Image box annotation records:
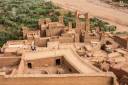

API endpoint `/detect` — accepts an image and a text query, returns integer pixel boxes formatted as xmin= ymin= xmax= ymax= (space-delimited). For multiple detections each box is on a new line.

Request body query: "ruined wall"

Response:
xmin=114 ymin=36 xmax=128 ymax=49
xmin=59 ymin=37 xmax=74 ymax=43
xmin=0 ymin=57 xmax=20 ymax=68
xmin=26 ymin=55 xmax=62 ymax=68
xmin=0 ymin=76 xmax=115 ymax=85
xmin=35 ymin=38 xmax=49 ymax=47
xmin=63 ymin=56 xmax=79 ymax=73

[Instructions to follow]: Reproduce the items with "ruined wall" changed to "crumbling wall" and nothing else altered. Omit the pictures.

[Solution to this exercise]:
API endpoint `/detect` — accepts an image and a text query, returns integer pixel boxes formatted as xmin= ymin= xmax= ymax= (space-delimited). For multiple detections each box is on a new line.

Request body query: "crumbling wall"

Response:
xmin=114 ymin=36 xmax=128 ymax=49
xmin=59 ymin=37 xmax=74 ymax=43
xmin=0 ymin=57 xmax=20 ymax=68
xmin=26 ymin=55 xmax=62 ymax=68
xmin=0 ymin=76 xmax=115 ymax=85
xmin=35 ymin=38 xmax=49 ymax=47
xmin=63 ymin=56 xmax=79 ymax=73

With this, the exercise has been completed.